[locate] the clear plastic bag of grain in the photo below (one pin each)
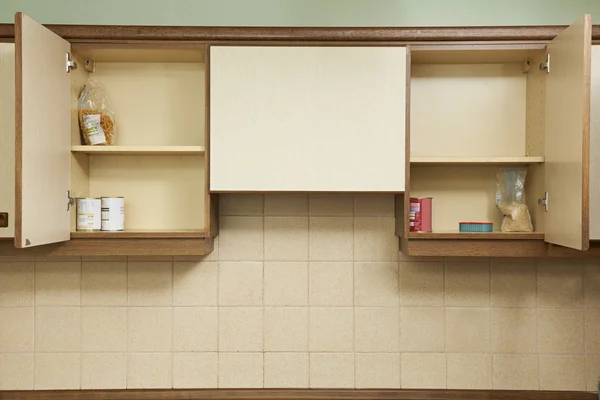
(96, 116)
(510, 200)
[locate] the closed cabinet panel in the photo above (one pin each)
(7, 140)
(567, 147)
(307, 118)
(595, 146)
(42, 130)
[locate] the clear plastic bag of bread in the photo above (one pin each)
(510, 200)
(96, 116)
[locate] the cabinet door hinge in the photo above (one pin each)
(544, 201)
(70, 64)
(546, 64)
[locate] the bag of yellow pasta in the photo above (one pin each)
(96, 116)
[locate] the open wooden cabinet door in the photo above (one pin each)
(42, 131)
(567, 135)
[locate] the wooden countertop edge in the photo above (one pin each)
(250, 33)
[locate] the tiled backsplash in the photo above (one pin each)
(300, 292)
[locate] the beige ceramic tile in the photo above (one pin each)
(516, 372)
(560, 283)
(286, 329)
(240, 283)
(16, 371)
(241, 329)
(331, 238)
(150, 329)
(57, 283)
(149, 370)
(514, 330)
(329, 370)
(55, 371)
(374, 205)
(469, 371)
(468, 284)
(592, 331)
(288, 205)
(241, 238)
(468, 330)
(377, 329)
(560, 331)
(57, 329)
(104, 371)
(286, 284)
(592, 284)
(514, 284)
(195, 370)
(16, 283)
(241, 204)
(374, 239)
(286, 370)
(376, 284)
(377, 370)
(195, 283)
(195, 328)
(593, 372)
(16, 329)
(423, 370)
(150, 284)
(423, 329)
(286, 238)
(335, 204)
(330, 284)
(562, 372)
(104, 329)
(241, 370)
(421, 283)
(331, 329)
(103, 283)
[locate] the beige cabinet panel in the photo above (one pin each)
(43, 135)
(307, 118)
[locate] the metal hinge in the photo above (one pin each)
(544, 201)
(70, 64)
(70, 200)
(546, 64)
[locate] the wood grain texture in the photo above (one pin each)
(114, 247)
(296, 394)
(7, 136)
(43, 135)
(567, 130)
(232, 33)
(476, 248)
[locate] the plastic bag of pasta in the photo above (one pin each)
(510, 200)
(96, 116)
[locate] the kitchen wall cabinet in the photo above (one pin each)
(206, 110)
(307, 118)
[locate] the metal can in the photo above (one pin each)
(88, 214)
(113, 213)
(420, 214)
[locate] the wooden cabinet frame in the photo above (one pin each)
(165, 35)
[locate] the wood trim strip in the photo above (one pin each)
(249, 33)
(114, 247)
(293, 394)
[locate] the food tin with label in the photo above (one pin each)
(420, 214)
(88, 214)
(113, 213)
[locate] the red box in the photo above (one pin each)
(420, 214)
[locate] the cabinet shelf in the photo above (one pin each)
(476, 160)
(139, 150)
(477, 235)
(141, 234)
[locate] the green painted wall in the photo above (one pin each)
(303, 12)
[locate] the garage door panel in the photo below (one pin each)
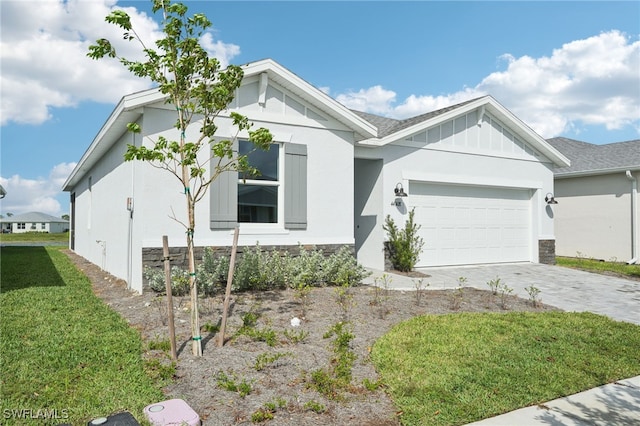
(470, 224)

——

* _Prompt_
Copy the listing word for word, starting at the line that contains "[locate] the kitchen" and ending at the last line of the listing. Leave the pictures out.

* _Solution to this problem_
[locate] the kitchen wall cabinet in the photo above (one pin each)
(206, 110)
(307, 118)
[locate] the metal can in the photo above (one pin each)
(88, 214)
(113, 213)
(420, 214)
[locate] the wooden cabinet frame in the photo above (one pin each)
(165, 35)
[locate] the wood trim strip in the photo above (one pin each)
(249, 33)
(114, 247)
(293, 394)
[locate] the food tin with label in the photo above (one pin each)
(420, 214)
(88, 214)
(113, 213)
[locate] the red box in the photo above (one pin each)
(420, 214)
[locate] the cabinet shelf in the photo above (one pin each)
(476, 160)
(139, 150)
(477, 235)
(141, 234)
[locate] the green painted wall in the photo above (one pin each)
(303, 12)
[locate] the garage door panel in the photo below (one pin each)
(470, 224)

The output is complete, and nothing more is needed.